Written problem ▸
Rewrite the listing from the line with "gateway greening logo." up to and including the line with "[0,54,866,746]", requests included, scaling every bounding-box coordinate by 0.55 and rounding to whole numbers, with halves rounded up. Give only those lines.

Data lines ▸
>> start

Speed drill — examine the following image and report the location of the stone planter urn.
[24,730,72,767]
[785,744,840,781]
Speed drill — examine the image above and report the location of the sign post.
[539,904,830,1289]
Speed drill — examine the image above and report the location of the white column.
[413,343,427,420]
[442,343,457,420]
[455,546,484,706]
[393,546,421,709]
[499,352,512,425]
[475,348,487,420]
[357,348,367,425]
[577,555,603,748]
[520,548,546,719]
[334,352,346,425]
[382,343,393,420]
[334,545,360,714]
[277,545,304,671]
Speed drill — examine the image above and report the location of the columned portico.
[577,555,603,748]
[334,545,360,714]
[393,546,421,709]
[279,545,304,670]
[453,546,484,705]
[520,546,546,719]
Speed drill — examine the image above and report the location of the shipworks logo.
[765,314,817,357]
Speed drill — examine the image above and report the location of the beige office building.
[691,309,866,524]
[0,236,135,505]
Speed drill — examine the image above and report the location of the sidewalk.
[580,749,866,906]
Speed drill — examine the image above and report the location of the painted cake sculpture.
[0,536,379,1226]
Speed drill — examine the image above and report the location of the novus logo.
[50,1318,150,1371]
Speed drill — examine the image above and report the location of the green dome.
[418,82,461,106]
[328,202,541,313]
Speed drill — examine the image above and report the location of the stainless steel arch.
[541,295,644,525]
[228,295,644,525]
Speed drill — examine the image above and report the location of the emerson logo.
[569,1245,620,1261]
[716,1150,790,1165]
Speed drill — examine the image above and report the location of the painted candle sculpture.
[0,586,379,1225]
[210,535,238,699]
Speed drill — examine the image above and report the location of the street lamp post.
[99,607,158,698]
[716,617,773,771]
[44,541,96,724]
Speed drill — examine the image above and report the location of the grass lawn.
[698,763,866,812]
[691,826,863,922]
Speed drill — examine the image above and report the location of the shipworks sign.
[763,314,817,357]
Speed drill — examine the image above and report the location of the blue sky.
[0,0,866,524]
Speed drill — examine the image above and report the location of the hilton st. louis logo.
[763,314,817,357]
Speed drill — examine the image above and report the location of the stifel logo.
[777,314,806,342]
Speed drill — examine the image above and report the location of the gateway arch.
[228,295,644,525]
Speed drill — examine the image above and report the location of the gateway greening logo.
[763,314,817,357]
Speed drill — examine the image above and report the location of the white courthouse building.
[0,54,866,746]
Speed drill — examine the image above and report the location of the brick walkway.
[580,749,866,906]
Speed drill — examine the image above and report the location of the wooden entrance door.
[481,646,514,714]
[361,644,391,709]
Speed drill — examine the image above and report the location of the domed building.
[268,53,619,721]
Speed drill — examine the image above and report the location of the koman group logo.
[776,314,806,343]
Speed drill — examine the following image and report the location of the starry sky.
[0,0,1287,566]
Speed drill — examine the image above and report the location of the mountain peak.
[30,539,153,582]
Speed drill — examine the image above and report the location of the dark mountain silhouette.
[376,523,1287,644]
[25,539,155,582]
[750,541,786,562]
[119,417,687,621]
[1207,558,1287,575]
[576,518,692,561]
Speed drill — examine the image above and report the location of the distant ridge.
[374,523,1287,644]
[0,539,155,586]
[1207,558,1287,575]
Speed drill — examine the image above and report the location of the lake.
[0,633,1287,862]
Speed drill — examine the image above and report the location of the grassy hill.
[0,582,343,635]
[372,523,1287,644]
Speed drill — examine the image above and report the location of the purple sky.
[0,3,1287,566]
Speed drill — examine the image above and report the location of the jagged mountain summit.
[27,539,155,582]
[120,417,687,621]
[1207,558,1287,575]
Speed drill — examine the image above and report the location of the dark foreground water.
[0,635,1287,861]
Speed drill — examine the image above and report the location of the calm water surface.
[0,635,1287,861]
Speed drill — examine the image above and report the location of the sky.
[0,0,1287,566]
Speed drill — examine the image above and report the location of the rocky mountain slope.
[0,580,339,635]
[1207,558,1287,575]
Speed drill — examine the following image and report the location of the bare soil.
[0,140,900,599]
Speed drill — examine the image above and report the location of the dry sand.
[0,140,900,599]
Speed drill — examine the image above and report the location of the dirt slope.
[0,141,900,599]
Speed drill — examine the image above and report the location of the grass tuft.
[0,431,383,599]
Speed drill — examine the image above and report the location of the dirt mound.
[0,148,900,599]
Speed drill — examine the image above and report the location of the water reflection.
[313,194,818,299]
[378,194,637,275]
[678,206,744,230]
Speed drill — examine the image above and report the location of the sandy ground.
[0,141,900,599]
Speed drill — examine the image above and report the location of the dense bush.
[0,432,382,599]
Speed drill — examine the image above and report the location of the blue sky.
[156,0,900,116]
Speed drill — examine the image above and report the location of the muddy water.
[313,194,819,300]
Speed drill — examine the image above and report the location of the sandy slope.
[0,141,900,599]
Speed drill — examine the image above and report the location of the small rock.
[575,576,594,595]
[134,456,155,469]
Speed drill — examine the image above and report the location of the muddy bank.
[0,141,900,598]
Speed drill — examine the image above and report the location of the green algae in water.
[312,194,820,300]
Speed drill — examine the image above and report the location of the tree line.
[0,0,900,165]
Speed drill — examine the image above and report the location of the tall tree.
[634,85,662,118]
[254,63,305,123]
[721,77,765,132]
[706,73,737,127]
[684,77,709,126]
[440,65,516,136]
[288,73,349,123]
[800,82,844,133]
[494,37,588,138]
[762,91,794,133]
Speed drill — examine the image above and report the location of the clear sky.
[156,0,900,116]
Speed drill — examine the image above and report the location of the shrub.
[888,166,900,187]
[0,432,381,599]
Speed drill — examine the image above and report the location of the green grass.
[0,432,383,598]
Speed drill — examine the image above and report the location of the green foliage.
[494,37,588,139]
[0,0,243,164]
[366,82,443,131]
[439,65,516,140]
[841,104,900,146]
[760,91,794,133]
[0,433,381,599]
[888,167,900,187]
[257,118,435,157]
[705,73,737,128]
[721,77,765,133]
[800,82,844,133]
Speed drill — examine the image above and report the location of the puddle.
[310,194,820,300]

>> end

Complete output ▸
Speed drill — examine the image above and report the location of the gateway greening logo.
[420,173,449,196]
Speed drill — examine the image above and report the location of the white courthouse building.
[0,30,476,410]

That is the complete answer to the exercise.